(QUOTED PASSAGE Opens)

3rd week of the trimester part 1

This week I gt quite a lot of things to say it out.

1st is about sign for the attendance during lecture.

At first I don't know that how come 250+ students sign the attendance list so slow.
But this Monday I heard my biochemistry friend said that he saw a girl signing the attendance, but after the girl sign she did not pass the list to the next person but choose to keep it and keep looking at the attendance list, that time my friend told me that he is very angry and want to scold her already but he choose nt to do it. After 25minutes then the girl pass the attendance list to the person next to her. After I heard I am also very angry aboout the behaviour of the girl, how come got a person like that and let others wait like that, I don't know whether I can called the girl is a very selfish girl.

The same day, one of my friends who came to visit us during his NYP holiday, we told him about this incident, after he heard he shocked, he told us that in Singapore NYP, they don't need to sign, they just need to scan their student ID when they attend any class. After we heard, we feel that if UTAR can have that kind of facilities, then we no need to wait to sign the attendance list again, it is easier for us and also the staff, it also can prevent friends sign attendance for their absent friends. I really hope UTAR can have this facilities.

Saturday, June 13, 2009

2nd week of the trimester

Time is passing quite fast. Today is the end of week 2 already.
But still gt many things not very know about it.

This Tuesday I gt a computer lab lesson, it is quite simple because the tutor is just teaching some basic about Microsft Word but I get confused about the homework she gives, the instruction in the homework is very weird.

Wednesday, I attend the subject I not really like, it is 'Pengajian Malaysia'. I am not very interested in history but it is a compulsory subject in my course. This subject also give me an assignment to do. This is the first time I do an assignment and after finish it I feel quite happy and feel I have complete a mission. Haha!

Friday is my lab1A lesson, it is practical lesson, our group's cell biology practical tutor is called Dr. Han. He is quite fierce and he like a disipline teacher and his expectation is quite high. Now I feel quite some pressure about this lesson. The next lab practical is about Chemistry, this time the tutor is a female and she is quite funny, the way she teach is nice and she likes to tell us joke.

(QUOTED PASSAGE Closes)

- **ACTIVITIES**
• A. Answer these questions about the trimester diary:
(i) How many minutes passed before the girl handed the attendance list to the person next to her?
(ii) At NYP in Singapore, what do students scan when they attend a class?
(iii) What is the name of the group's cell biology practical tutor?
• B. How would this sentence from the trimester diary read in Spanish: "I am not very interested in history but it is a compulsory subject in my course."?
• C. What might the trimester diary say next? Continue it from its last sentence.

(DATA SECTION Opens)

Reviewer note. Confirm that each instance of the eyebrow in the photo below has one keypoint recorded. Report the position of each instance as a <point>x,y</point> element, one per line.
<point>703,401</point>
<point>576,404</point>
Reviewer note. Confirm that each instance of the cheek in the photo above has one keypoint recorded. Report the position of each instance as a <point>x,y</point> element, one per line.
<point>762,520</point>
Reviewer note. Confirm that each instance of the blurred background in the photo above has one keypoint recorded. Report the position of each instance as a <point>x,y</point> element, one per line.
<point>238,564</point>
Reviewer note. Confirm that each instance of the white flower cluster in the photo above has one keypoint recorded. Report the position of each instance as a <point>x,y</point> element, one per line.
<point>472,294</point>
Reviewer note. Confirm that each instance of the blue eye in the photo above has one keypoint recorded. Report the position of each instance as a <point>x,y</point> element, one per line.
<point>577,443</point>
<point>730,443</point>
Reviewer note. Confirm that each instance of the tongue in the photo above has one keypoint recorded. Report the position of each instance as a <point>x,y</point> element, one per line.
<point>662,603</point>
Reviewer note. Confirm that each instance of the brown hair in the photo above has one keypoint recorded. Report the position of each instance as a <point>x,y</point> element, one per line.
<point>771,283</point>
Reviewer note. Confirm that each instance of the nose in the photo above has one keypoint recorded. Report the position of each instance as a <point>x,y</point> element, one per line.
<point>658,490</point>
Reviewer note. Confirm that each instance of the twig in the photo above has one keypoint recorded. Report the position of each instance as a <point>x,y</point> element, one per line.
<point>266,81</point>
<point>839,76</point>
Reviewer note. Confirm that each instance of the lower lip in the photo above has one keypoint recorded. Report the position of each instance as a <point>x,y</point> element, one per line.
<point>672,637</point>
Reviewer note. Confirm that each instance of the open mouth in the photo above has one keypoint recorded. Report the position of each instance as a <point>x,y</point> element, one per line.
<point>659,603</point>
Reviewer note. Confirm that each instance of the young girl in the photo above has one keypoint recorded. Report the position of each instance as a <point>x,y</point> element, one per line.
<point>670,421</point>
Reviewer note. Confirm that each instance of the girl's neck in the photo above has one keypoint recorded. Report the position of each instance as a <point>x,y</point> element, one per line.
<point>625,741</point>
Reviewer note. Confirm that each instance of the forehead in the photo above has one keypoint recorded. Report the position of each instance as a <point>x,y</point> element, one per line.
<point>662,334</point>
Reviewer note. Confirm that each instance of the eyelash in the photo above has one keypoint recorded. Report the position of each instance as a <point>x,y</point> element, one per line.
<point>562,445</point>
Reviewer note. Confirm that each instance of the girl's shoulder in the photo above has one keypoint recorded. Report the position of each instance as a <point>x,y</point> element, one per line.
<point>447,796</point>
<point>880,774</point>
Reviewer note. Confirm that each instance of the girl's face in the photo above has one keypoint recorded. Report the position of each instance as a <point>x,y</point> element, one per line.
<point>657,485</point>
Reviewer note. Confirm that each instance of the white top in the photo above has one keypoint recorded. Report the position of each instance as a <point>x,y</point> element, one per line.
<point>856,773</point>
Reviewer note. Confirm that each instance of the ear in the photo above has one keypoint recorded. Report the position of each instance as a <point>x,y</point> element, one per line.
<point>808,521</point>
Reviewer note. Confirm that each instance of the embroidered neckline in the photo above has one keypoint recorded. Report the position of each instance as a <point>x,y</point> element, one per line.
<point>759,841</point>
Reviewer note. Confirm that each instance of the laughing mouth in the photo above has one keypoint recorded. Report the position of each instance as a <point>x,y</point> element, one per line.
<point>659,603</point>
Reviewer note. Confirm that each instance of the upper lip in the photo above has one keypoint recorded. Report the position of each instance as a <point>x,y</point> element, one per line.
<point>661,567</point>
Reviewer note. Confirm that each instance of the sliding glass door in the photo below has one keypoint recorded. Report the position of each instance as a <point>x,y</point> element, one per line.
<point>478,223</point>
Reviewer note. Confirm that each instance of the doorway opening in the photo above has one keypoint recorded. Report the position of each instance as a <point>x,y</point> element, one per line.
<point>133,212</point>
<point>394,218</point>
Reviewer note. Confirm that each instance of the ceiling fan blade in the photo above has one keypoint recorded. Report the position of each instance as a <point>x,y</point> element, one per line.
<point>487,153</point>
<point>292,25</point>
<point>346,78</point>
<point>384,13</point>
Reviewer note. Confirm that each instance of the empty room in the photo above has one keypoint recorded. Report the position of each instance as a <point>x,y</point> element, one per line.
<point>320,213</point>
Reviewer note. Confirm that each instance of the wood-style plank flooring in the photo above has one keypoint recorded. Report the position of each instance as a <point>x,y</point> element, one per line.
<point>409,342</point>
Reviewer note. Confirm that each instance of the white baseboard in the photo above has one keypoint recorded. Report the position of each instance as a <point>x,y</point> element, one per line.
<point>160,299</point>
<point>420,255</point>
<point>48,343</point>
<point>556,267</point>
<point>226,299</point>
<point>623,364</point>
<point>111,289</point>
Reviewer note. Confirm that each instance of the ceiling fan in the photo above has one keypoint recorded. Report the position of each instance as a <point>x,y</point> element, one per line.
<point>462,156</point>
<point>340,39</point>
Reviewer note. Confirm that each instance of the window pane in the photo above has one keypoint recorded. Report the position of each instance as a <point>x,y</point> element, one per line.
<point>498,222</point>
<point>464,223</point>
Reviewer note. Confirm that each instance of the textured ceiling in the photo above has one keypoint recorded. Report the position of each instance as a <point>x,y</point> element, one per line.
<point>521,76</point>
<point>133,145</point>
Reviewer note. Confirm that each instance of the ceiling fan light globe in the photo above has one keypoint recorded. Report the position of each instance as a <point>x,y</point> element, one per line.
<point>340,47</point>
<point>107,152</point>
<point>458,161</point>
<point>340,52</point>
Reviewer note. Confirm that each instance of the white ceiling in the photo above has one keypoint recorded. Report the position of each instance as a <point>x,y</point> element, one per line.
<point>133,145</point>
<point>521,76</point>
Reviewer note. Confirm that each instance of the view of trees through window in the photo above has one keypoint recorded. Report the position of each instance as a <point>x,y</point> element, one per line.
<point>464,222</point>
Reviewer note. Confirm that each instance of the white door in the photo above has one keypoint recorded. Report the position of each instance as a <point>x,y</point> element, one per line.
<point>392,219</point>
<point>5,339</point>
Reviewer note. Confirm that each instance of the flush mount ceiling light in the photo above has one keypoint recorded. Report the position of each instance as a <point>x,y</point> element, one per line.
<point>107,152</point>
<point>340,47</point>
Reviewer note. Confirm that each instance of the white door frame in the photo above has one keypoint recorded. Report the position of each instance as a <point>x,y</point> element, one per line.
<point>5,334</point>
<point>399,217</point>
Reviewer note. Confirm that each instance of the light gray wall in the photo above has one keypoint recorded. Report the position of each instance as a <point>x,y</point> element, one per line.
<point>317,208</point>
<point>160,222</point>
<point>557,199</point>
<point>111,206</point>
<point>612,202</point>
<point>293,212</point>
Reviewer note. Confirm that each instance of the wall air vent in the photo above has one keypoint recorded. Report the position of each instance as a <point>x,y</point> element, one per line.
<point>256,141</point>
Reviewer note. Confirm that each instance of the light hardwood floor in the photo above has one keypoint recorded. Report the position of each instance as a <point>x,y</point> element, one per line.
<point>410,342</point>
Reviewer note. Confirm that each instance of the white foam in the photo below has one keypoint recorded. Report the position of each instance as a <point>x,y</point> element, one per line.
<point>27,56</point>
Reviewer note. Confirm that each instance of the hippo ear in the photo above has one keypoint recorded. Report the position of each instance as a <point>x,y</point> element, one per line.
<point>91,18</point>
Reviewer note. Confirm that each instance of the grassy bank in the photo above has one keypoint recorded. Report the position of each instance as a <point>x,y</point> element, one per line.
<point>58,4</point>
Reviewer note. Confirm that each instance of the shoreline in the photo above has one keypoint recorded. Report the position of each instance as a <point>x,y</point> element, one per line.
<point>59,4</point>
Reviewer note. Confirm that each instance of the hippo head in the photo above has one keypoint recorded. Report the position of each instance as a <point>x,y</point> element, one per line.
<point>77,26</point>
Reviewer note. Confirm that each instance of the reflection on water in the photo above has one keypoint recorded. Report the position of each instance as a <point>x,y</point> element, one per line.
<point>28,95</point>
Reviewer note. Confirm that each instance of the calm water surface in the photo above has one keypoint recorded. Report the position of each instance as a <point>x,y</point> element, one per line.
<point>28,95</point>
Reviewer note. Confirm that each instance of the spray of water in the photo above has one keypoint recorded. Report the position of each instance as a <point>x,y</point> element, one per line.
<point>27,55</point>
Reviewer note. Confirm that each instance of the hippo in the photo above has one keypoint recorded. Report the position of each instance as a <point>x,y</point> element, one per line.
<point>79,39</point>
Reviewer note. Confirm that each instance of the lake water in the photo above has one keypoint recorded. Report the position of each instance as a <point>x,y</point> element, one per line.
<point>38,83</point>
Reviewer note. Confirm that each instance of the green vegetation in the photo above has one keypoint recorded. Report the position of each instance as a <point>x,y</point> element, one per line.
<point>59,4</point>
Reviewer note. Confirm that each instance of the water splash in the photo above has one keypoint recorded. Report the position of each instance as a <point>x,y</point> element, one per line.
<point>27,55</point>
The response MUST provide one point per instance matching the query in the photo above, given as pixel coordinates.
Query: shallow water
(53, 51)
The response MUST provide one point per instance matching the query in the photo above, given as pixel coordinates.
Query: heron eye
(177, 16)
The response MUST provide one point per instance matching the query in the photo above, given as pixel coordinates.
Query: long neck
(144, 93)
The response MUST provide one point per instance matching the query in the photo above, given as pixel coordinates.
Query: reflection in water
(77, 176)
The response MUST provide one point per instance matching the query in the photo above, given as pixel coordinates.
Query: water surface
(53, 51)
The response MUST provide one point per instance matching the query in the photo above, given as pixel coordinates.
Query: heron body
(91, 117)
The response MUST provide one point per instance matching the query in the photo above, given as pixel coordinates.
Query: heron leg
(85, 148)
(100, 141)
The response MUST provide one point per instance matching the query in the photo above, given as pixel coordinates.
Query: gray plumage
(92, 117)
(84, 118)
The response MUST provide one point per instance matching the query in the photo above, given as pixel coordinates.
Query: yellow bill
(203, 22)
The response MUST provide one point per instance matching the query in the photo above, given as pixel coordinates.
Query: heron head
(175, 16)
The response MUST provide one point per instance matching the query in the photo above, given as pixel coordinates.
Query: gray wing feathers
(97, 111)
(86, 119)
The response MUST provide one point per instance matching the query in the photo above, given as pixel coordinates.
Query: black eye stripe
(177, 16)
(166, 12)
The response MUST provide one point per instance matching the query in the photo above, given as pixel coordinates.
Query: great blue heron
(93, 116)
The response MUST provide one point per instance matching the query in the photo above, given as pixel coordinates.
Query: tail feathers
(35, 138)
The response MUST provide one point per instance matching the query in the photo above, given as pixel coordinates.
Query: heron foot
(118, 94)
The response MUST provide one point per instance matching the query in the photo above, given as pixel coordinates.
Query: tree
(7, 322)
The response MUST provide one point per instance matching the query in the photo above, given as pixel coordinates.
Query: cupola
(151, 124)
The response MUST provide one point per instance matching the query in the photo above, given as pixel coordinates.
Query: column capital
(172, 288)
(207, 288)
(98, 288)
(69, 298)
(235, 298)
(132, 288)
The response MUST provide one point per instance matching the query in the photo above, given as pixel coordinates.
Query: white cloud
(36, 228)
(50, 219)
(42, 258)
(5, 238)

(DATA SECTION Closes)

- **SET OF ANSWERS**
• A.
(i) 25 minutes
(ii) Their student ID
(iii) Dr. Han

• B. No me interesa mucho la historia, pero es una asignatura obligatoria en mi carrera.

• C.
the only problem is until now I still don't have a lab coat because it haven't arrive yet and the lab officer tell us that it will be avalaible on next monday and I hope I can buy it.


PS: to all my friend and girlfriend who study in secondary school, the school is going to reopen next week, wish you all can have a enjoyable secondary school life and be hardworking. ^^

Sunday, June 7, 2009

1st week of the trimester

It's passed the 1st week in university.

What I can say is I haven't can settle it down and I still very blur about the university and their management.

When 1st time I attend the lecture class I feel very nervous and feel very scare because I scare I can't understand what the lecturer is talking about but after I listen to what the lecturer say I can understand what's the lecturer say and I found out that the lecturer is very good and his teaching is interesting.

This Friday I have missed my 1st class of laboratory and the reason is I just know it gt lab last minute and it just make me very frustrated, how can it have a lab class suddenly and the timetable in intranet and the faculty one is different, so is which side wrong and have to be responsible? This is not only the insident that make me feel the management is quite bad, the same day, I have a class at 3pm and when I reach the university and I found out that the 3pm class is for group 1 only and I am group but the timetable in my intranet say that there will be a class at 3pm for my group. At that time I see another girl is also very confuse with the timetable, she say that she is very confuse and don't know want to follow which timetable.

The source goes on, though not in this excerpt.